_Отрывок текста_
★ ★ ★

А вообще дел остается еще очень много, и мы продолжаем работать. Нам наши предки оставили это здание. Теперь мы должны передать его нашим детям и внукам.
* * *
Правда, здание не очень подходит для церкви. По правилам, алтарь должен смотреть на восток, а тут он направлен в южную сторону. Зато в нашем храме всегда тепло и душевно. Наверное, за счет того, что обстановка у нас, я бы сказал, домашняя. Все друг друга знают. Те, кого я когда-то в младенчестве крестил, давно своих детей имеют, и я у них уже всех малышей перекрестил. Как говорится в пословице: на месте и камень мхом обрастает. Когда священник долго в одном приходе служит, к нему паства привыкает. Бывает, в семье сегодня один отец, завтра – другой. Дети из-за этого сильно переживают. А у нас все по-родственному. Штатный клирик Михаил, например, который помогает мне служить, – мой зять.
* * *
Раньше были бабушки старой закалки, которые войну пережили. Они содержали храм, убирали, мыли, ремонтировали. Бедненько было, но чистенько. Однажды был такой случай. У одной нашей прихожанки сестра умерла, и я поехал ее отпевать. В это время является уполномоченный с Махачкалы и говорит: где ваш батюшка? В советское время за каждым приходом наблюдал уполномоченный по делам религий. А меня нет, я на похоронах. Как так, возмущается чиновник, мы же запрещаем, чтобы ездили отпевать! Бабушки его окружили со всех сторон и стали наседать: мол, у мусульман мулла ходит на похороны, а батюшке почему нельзя? Уполномоченный крутился, вертелся, потом махнул рукой и уехал. Отстояли тогда меня бабушки. Но сейчас их уже нет. Я всех отпел. Одна прожила до ста одного года, и та недавно умерла.
* * *
Помню, у моей бабушки был специальный чайник для освященной воды голубого цвета. Вернется она с Крещения, воду выльет, а чайник – в сумочку. И на гвоздик в кладовку. Он только для святой воды. Бабушка поила детей, прыскала по углам, кропила двор. У нас гуси были, гусям давали. И коровам давали. Если чайника не хватало, мы разводили эту воду. Тут ничего такого нет. Недаром ведь говорится: море и капля освящает. Это сейчас люди хотят сразу десять канистр набрать. А куда столько? Главное, чтобы благоговение перед освященной водой в душе было, а не потребительское отношение.
* * *
Община у нас в Дербенте небольшая – постоянно на литургию приходит человек пятьдесят, старожилы. Но теперь тут часто появляются и военнослужащие с семьями из гарнизона.

★ ★ ★

_Исходные данные_
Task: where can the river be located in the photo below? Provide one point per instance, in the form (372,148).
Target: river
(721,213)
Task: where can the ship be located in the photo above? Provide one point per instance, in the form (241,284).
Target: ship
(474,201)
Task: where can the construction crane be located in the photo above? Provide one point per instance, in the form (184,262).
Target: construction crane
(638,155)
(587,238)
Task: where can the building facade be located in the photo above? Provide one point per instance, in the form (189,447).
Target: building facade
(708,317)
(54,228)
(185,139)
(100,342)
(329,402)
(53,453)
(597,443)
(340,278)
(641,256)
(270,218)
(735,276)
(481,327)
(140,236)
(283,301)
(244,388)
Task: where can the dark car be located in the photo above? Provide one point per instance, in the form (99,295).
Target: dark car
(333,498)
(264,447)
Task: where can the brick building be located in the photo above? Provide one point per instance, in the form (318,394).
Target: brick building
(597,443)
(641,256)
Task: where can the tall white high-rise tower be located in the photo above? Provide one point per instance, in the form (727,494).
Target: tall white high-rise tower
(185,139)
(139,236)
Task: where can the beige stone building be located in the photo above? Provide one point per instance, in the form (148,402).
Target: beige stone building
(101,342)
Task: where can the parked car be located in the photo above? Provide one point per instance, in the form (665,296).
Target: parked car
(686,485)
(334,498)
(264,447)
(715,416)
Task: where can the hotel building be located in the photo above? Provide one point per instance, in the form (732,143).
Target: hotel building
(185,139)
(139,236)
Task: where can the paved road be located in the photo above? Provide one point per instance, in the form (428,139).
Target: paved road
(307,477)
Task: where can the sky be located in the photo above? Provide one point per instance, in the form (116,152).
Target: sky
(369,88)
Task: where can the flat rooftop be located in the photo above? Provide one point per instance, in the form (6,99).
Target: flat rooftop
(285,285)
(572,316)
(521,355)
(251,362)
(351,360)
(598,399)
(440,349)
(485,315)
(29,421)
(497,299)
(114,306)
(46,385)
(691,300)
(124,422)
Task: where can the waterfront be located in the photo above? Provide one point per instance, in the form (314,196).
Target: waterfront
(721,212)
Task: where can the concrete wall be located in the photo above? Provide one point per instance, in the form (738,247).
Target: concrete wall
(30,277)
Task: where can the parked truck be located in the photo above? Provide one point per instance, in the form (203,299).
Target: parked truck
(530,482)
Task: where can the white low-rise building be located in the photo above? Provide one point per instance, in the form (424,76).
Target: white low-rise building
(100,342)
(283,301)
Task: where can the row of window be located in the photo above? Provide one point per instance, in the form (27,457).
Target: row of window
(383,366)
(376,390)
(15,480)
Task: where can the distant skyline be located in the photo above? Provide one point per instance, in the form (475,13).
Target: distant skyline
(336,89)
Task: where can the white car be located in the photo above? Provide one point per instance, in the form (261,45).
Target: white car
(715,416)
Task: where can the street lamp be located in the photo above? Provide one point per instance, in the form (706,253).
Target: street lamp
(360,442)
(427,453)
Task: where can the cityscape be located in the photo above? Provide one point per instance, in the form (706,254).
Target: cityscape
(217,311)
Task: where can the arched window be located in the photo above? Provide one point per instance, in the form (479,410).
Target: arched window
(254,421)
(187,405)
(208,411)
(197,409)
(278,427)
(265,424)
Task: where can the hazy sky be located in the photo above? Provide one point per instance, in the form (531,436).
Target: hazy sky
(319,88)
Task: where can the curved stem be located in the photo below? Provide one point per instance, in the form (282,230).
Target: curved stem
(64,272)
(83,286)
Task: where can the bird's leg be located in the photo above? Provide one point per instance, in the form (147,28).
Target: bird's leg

★ ★ ★

Допишите следующую часть воспоминаний священника о храме в Дербенте, начав сразу после последнего предложения отрывка.

Много сейчас и «захожан», как я их называю. Люди, которые приходят ненадолго, чтобы только поглазеть. Свечку поставили – и ушли. Но это тоже хорошо, пусть заходят. У нас двери открыты для всех.
* * *
У нас берут освященную воду не только православные, но и мусульмане. Они и свечки ставят, и на иконах крестики да цепочки серебряные оставляют в тех случаях, когда икона помогла, например, при излечении болезни. Это в исламе называется «садака» – приношение. Я не знаю, что они просят, но молиться не запрещаю. Да и что нам делить? У нас ведь все переплетено как паутина. Много смешанных браков: он – мусульманин, она – русская. Когда у них праздник, меня всегда приглашают. Я хожу поздравлять, хотя ничего в их ритуалах не понимаю. И они наши праздники чтут.
* * *
Моя родина в Дагестане. Куда ехать и чего искать?
Хотя молодежь всегда куда-то едет. На то и молодежь. Здесь спокойно, нас никто не притесняет. Живем мы дружно. Меня приглашают в гости и мусульмане, и иудеи. Я на их праздники хожу, они к нам приходят. У нас тут такой обычай – на Рождество мы елку ставим в детском клубе в центре города. Нам помещение администрация выделяет. И весь город к нам на елку приходит. И поздравляют нас и мусульмане, и иудеи.
* * *
Недавно в Дербенте открыли музей мировых религий. Есть фотография, на которой вместе со мной изображены имам Джума-мечети и секретарь иудейской общины. Мы знаем, что не должны ссориться, поскольку все мы произошли от единого Бога. Отец у нас Адам, мать – Ева. Когда к нам привозят Благодатный огонь из Иерусалима, мы поднимаем его на крепость Нарын-Кала и благословляем город на четыре стороны. Чтобы Господь хранил Дербент, чтобы мы жили мирно. Многие думают, что где-то жизнь лучше, и уезжают отсюда. А куда ехать? Кто нас ждет? От своего креста мы никуда не денемся.
* * *
Я самый старый священник Дагестана. Приедешь куда – все за голову хватаются: «Как, жив еще? Там же на православных гонения…» А мы тут друг к другу ходим в гости, представляете?